Entries from a pointing dataset:
• • • • • • •

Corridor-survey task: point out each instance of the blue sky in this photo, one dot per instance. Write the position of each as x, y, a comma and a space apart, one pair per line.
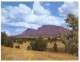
16, 17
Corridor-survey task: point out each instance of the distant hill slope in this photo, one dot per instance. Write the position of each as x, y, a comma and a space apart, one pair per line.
45, 30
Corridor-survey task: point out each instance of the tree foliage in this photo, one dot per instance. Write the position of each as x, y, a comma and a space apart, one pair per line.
71, 40
39, 44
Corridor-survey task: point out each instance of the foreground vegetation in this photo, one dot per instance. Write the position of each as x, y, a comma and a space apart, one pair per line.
8, 53
70, 42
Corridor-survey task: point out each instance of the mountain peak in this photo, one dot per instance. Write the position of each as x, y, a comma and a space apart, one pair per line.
46, 30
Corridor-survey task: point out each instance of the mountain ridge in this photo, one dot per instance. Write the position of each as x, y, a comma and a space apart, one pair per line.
45, 30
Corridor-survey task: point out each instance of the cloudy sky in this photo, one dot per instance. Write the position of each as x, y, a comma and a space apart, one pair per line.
16, 17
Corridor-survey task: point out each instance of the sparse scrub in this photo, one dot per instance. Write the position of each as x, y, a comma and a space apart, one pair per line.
29, 48
8, 43
55, 47
39, 44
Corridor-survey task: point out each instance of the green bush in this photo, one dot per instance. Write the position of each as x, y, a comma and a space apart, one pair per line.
17, 46
39, 44
55, 47
29, 48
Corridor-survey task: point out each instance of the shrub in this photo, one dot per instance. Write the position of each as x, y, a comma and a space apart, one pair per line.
29, 48
55, 47
8, 43
17, 46
20, 42
39, 44
3, 37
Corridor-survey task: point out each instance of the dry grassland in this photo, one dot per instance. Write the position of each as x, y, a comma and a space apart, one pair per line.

• • • • • • •

Problem requirements —
Rewrite everything from the line containing "the mountain peak" down to the end of the listing, replacing "one dot per instance" with "a single dot for each instance" and leaving all else unchanged.

Finished exercise —
Corridor-survey task: point out each instance of the mountain peak in this photo, a single dot for each instance. Write the position of each as x, y, a comma and a space apart, one pair per line.
46, 30
Corridor-survey task: point out each instance of the mountain ridge in this photo, a single dot for each instance. Write the position of each as x, y, a comma and a space apart, one pair per line.
45, 30
Corridor-survey task: point out each instance of the cloudy sky in this photo, a single dot for each instance. Write the position of each as x, y, a comma and a space apart, one pair per line.
16, 17
Corridor-survey task: point out each instance of the sparse scrub in this photo, a single dot for each instance. Write the position of each as x, y, a comma and a space apart, one pair per line.
29, 48
8, 43
55, 47
39, 44
Corridor-survey task: point out each instance of the green bush in this photo, a single dot for each instance. Write the position of each as x, y, a comma and a space apart, one pair per line.
17, 46
39, 44
55, 47
29, 48
Corridor-survey task: point out each instance of the shrub in this photo, a single dot for each instance. Write the position of each as x, y, a comma and a space apart, one pair per line.
29, 48
55, 47
8, 43
17, 46
20, 42
39, 44
3, 37
Corridor-survey task: point out each instance of the dry grassland in this photo, a single dot for each instance. Write the position of each as x, y, a comma and a space apart, one pair per line.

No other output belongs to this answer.